### Task to carry out
Can you reproduce every record below word for word, with nothing added, dropped, or changed?

### Supplied material
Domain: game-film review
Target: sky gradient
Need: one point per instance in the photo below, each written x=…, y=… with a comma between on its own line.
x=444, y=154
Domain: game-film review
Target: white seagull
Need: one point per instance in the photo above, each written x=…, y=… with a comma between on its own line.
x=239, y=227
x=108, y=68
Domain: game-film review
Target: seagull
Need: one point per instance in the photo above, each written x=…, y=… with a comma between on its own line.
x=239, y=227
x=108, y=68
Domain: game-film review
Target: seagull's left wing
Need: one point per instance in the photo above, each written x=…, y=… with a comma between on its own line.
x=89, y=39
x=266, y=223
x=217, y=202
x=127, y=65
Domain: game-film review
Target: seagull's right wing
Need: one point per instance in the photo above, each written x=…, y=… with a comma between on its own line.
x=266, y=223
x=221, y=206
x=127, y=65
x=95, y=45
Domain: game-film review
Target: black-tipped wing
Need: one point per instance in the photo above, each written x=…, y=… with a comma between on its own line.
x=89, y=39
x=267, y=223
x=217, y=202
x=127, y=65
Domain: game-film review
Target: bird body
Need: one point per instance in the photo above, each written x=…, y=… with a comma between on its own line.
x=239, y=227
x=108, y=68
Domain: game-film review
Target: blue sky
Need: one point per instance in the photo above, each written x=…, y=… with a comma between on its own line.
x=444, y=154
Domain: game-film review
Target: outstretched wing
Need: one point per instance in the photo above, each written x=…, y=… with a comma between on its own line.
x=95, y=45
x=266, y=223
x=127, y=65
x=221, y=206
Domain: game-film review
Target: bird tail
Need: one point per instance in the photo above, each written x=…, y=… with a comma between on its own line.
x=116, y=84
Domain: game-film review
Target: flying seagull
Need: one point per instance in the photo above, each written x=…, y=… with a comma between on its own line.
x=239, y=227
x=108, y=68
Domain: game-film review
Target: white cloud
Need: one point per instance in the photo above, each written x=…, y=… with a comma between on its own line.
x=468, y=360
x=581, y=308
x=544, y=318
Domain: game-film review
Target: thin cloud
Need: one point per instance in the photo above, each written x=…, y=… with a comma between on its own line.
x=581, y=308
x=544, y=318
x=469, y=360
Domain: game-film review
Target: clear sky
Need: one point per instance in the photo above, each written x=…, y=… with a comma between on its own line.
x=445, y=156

### Solution to this exercise
Domain: game-film review
Target: sky gradient
Need: one point per instance in the photo below, each written x=…, y=… with a comma between on its own line.
x=444, y=154
Domain: game-film review
Target: white seagull
Need: one point per instance in the photo above, each written x=…, y=… with a comma between on its own line.
x=239, y=227
x=108, y=68
Domain: game-film review
Target: seagull
Need: one point per instance in the photo above, each written x=…, y=… with a comma between on its own line.
x=239, y=227
x=108, y=68
Domain: game-film review
Target: seagull's left wing
Need: one point per instance in the photo above, each written x=…, y=… with a comma between on its own line.
x=89, y=39
x=266, y=223
x=217, y=202
x=127, y=65
Domain: game-film review
Target: seagull's right wing
Need: one point per instance in the photo above, each written x=…, y=… with a comma between on its own line.
x=266, y=223
x=221, y=206
x=127, y=65
x=95, y=45
Domain: game-film review
Target: black-tipped wing
Need: one point per instance in the photo above, each written x=…, y=… with a comma between on its own line.
x=89, y=39
x=267, y=223
x=217, y=202
x=127, y=65
Domain: game-film review
Target: bird body
Need: one point per instance in the photo above, each written x=…, y=… with a comma between on its own line.
x=239, y=227
x=108, y=68
Domain: game-film review
Target: blue sky
Need: one point per instance in the photo above, each written x=…, y=… with a comma between on its own line.
x=444, y=154
Domain: game-film review
Target: outstretched wing
Need: one point per instance in the photo above, each written x=…, y=… with a comma between on its own line.
x=95, y=45
x=266, y=223
x=127, y=65
x=221, y=206
Domain: game-film review
Target: bird tail
Need: one point per instance in the photo above, each written x=…, y=… with a comma between on its own line.
x=116, y=84
Domain: game-film review
Target: flying seagull
Need: one point per instance in the photo above, each written x=…, y=… with a comma between on its own line.
x=239, y=227
x=108, y=68
Domain: game-film review
Target: white cloud
Need: one point per instance in the photo above, each written x=…, y=… with a comma between on its own line.
x=468, y=360
x=581, y=308
x=544, y=318
Domain: game-film review
Target: thin cloud
Need: one point per instance in the photo above, each written x=…, y=… with a comma between on its own line.
x=581, y=308
x=544, y=318
x=469, y=360
Domain: game-film review
Target: clear sky
Need: one point per instance in the photo above, each written x=…, y=… with a comma between on its own line.
x=445, y=156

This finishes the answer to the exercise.